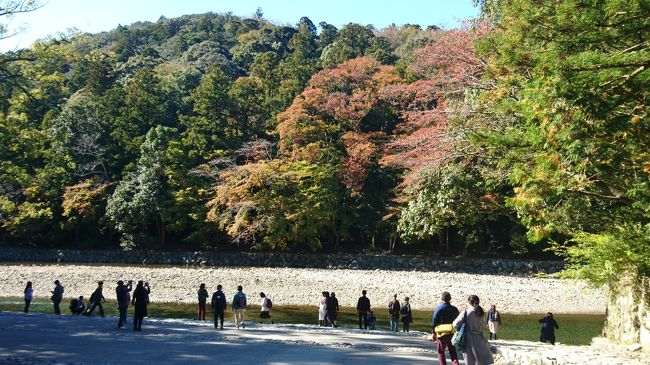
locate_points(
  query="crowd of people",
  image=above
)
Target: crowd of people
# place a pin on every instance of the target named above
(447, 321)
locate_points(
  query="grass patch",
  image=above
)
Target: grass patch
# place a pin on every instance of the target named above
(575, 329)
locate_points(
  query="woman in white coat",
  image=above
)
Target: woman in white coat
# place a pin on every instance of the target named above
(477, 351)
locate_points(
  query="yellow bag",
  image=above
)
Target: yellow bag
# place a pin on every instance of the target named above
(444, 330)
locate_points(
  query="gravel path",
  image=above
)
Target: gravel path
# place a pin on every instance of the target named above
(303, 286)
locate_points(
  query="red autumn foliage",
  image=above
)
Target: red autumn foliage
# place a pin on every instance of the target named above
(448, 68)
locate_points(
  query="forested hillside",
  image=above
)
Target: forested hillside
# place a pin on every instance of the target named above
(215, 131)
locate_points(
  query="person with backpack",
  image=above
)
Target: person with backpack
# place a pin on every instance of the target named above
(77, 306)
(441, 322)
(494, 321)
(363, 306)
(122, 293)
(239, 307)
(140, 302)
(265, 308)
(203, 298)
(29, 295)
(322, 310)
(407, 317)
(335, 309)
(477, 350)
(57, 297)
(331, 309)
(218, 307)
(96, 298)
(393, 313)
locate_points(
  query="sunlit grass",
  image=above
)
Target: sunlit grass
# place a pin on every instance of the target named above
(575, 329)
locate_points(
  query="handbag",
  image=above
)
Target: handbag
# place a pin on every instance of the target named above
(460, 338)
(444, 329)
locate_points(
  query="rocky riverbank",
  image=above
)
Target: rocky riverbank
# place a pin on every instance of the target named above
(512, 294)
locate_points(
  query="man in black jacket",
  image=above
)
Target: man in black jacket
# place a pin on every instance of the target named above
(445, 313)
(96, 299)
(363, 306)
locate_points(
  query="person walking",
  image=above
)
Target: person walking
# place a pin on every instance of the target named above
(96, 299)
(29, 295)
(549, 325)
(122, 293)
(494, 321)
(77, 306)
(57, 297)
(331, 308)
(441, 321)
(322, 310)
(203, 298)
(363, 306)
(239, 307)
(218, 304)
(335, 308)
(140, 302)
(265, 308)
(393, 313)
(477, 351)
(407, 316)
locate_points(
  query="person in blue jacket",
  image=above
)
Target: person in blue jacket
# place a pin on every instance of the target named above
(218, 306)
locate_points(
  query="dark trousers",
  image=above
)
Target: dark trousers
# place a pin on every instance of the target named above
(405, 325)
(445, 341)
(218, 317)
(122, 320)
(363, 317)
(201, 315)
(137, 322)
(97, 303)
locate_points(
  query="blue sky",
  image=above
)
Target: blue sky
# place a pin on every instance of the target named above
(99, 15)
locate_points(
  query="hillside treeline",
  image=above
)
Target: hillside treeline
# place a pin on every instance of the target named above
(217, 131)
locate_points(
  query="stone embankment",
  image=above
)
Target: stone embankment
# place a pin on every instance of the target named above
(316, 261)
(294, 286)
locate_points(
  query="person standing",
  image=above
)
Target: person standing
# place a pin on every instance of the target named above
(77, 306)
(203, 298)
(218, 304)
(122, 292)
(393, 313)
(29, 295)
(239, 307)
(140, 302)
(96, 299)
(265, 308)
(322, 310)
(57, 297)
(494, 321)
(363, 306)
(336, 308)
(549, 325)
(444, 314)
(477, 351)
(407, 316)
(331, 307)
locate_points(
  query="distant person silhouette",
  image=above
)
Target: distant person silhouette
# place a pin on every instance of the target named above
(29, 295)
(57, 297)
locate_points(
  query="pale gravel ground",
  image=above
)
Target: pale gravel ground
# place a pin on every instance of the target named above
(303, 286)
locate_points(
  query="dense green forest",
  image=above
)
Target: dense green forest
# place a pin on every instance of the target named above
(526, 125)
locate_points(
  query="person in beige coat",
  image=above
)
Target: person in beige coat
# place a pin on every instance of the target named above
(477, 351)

━━━━━━━━━━━━━━━━━━━━

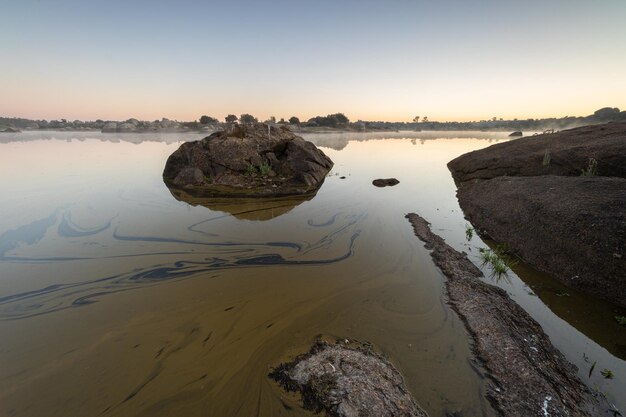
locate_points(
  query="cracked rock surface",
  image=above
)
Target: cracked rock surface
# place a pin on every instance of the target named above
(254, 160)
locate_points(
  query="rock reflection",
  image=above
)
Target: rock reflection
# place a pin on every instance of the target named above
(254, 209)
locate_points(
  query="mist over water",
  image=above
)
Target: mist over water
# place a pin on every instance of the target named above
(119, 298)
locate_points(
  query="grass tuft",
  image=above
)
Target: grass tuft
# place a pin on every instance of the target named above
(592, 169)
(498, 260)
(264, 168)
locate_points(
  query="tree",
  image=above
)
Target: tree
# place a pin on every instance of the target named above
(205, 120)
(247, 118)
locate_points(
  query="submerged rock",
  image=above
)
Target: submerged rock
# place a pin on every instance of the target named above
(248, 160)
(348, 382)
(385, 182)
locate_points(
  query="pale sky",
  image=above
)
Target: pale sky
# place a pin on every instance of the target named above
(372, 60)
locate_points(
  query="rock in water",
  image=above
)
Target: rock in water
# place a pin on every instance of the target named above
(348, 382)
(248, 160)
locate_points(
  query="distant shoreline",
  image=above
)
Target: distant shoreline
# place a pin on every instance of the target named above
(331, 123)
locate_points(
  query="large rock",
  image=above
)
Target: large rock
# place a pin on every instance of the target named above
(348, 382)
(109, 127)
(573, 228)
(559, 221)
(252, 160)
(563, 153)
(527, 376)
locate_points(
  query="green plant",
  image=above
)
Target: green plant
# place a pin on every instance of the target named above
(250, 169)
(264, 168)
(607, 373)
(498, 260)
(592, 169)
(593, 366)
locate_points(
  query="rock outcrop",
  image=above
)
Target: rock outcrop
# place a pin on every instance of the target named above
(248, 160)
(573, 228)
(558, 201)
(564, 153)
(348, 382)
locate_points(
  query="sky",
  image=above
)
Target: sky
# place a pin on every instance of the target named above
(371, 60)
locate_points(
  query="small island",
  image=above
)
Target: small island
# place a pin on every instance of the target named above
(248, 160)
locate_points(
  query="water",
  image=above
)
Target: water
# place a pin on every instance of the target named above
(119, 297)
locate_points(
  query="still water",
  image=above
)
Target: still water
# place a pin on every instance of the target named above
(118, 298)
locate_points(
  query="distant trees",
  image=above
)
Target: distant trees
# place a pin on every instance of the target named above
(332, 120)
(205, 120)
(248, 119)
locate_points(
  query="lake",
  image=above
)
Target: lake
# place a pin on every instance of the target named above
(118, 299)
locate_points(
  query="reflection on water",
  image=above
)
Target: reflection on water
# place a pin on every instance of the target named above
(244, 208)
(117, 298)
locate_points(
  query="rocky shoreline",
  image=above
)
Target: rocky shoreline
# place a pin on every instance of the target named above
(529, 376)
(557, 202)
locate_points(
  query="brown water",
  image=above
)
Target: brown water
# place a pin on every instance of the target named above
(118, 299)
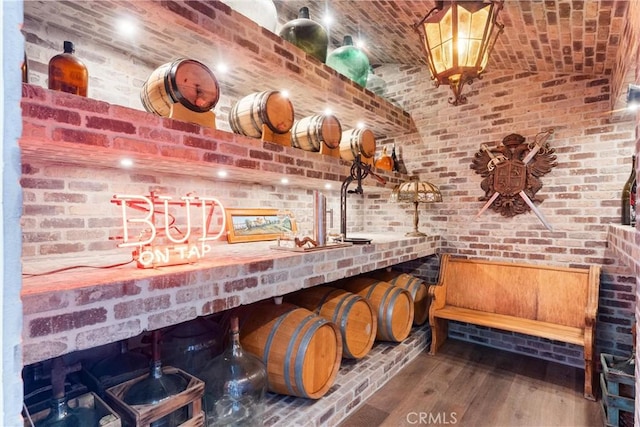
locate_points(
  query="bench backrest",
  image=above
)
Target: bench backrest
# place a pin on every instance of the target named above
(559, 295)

━━━━━━━━━━━━━━━━━━━━

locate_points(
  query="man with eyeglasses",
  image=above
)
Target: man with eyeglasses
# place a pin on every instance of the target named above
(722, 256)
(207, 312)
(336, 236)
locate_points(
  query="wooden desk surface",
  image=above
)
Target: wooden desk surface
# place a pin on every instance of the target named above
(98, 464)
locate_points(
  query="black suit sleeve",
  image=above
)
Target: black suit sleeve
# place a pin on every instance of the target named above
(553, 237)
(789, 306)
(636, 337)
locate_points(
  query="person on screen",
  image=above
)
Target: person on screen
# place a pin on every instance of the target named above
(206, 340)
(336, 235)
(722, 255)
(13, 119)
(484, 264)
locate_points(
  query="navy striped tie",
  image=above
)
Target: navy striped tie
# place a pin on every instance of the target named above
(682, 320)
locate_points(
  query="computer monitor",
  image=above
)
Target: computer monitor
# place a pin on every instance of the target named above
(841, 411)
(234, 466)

━━━━━━━━━━━━━━━━━━━━

- _Exercise brief_:
Count how many lines in the listing above contain the word "standing", and respond with only that number.

- _Result of this exercise_:
2